→ **Material for this task**:
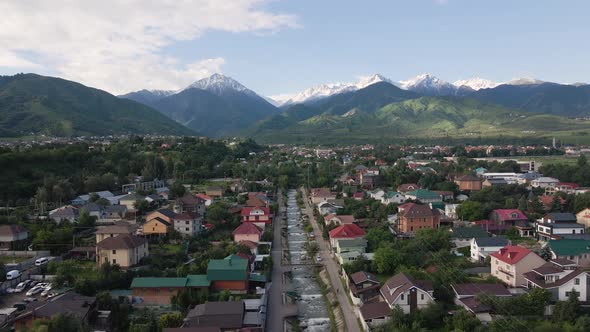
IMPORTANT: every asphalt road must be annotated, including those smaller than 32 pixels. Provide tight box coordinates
[301,189,362,332]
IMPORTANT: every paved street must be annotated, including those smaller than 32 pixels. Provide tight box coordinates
[303,188,361,332]
[266,190,286,332]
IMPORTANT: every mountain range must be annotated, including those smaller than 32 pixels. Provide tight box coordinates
[0,74,195,137]
[0,74,590,142]
[121,74,278,137]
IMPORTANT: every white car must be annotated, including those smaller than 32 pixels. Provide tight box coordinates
[41,286,51,296]
[26,285,45,296]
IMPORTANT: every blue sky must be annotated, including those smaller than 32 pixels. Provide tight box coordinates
[0,0,590,95]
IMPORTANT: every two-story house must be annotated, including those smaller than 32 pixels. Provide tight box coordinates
[241,206,272,229]
[379,273,434,314]
[470,236,508,263]
[397,203,440,234]
[490,245,545,287]
[524,259,590,302]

→ **Aim**: Copy out every line of text in the records above word for word, without the picture.

→ **Correct answer**:
IMPORTANT: every asphalt road must be annotated, including those smaller than 32 pixels. Provide tight box coordinates
[301,189,362,332]
IMPORTANT: every paved street must be annotated, including those smaller than 32 pixels. Provide tight box coordinates
[303,188,361,332]
[266,190,286,332]
IMPORTANT: every mountain range must be annotated, including those smaller than 32 pixels. Provide tight box coordinates
[0,74,195,137]
[0,74,590,142]
[121,74,278,137]
IMPORTANT: every white car must be annotated, including those smaller than 32 pixels. Provide tight box coordinates
[41,286,51,296]
[26,285,45,296]
IMPORTANT: every blue sky must be annotated, including those smaller than 32 pixels. Provide tight box coordinates
[0,0,590,95]
IMPORTANT: every two-story house must be annotated, including those smaller than 32 pixels. Provide tight box coordinates
[241,206,272,229]
[379,273,434,314]
[470,236,508,263]
[397,203,440,234]
[490,245,545,287]
[524,259,590,302]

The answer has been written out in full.